Alguna vez hubo reuniones triples en el Estadio Nacional, claro que sí, pero yo me acuerdo más de las del Santa Laura. Porque iba con mi abuelo y eso, seguramente, hacía que todo fuera un poco mejor. Almorzábamos temprano y salíamos de la casa en Erasmo Escala, en el barrio Brasil, rumbo al centro para tomar una micro azul en Bandera y así llegar hasta la Plaza Chacabuco.
Ibamos, como muchos, a disfrutar, a pasarlo bien, a mirar de cerca no uno, sino tres partidos. Con todo lo que eso implicaba, antes y después. Las viejas revistas Estadio en la vereda, listas para ser escogidas. Los banderines enormes, gigantescos, con flecos en los bordes y la correspondiente foto del equipo pegada al género con cuatro corchetes. La tradición, compleja y polémica, de los sándwiches de “potito”, denominados así por su aroma más que por su origen, ya que en rigor no se trata de carne de esa parte del animal, sino de los interiores. Callos, según los españoles. “Guatitas”, según nosotros.
El caso es que eran tres partidos seguidos en la misma cancha. Hoy le cuentas eso a un niño y no te cree. No pueden llegar a imaginárselo: seis equipos distintos y seis barras juntas y revueltas en la misma tarde. Al menos sesenta y seis jugadores sin contar las bancas y los cambios. Seis cuerpos técnicos, seis guardalíneas, tres árbitros. Distintos equipos periodísticos radiales y de diarios que iban rotando igual, supongo, que los pasapelotas y los Carabineros.

==*==

§ **TAREA ESCRITA**
Reemplaza "abuelo" por "padre" al reproducir el fragmento sobre las reuniones triples, comenzando en "Alguna vez hubo" y siguiendo hasta "la Plaza Chacabuco.".

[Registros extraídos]
==*==

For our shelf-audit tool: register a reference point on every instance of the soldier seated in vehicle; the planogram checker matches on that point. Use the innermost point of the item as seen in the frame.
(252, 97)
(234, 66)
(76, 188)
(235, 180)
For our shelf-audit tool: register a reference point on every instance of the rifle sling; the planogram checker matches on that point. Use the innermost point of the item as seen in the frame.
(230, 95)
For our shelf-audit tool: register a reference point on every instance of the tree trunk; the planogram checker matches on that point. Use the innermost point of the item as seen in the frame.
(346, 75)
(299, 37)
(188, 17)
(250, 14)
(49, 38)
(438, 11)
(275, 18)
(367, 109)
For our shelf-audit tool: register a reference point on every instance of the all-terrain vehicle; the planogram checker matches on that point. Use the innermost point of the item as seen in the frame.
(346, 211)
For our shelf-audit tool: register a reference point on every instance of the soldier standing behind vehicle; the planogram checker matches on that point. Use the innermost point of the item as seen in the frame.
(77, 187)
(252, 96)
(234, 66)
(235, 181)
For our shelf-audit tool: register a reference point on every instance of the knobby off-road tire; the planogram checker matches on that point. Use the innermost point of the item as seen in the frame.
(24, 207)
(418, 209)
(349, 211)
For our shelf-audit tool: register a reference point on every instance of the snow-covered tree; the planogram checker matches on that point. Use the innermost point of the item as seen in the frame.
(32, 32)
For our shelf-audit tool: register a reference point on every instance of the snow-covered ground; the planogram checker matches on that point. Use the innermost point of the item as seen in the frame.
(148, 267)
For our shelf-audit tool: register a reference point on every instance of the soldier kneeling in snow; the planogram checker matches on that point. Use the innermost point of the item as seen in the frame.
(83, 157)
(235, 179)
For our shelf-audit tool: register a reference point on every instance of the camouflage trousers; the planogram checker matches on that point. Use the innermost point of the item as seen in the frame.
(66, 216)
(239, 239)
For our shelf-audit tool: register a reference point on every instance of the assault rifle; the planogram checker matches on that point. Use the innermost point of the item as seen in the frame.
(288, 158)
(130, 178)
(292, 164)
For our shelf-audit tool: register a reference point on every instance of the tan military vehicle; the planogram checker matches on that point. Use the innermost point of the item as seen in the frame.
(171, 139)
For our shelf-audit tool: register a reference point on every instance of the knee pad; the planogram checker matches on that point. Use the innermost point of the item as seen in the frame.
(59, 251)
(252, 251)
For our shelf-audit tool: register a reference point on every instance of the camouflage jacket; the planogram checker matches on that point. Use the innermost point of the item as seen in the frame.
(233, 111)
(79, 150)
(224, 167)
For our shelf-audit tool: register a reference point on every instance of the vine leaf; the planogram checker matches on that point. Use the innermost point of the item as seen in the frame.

==*==

§ **RESPUESTA FINAL**
Alguna vez hubo reuniones triples en el Estadio Nacional, claro que sí, pero yo me acuerdo más de las del Santa Laura. Porque iba con mi padre y eso, seguramente, hacía que todo fuera un poco mejor. Almorzábamos temprano y salíamos de la casa en Erasmo Escala, en el barrio Brasil, rumbo al centro para tomar una micro azul en Bandera y así llegar hasta la Plaza Chacabuco.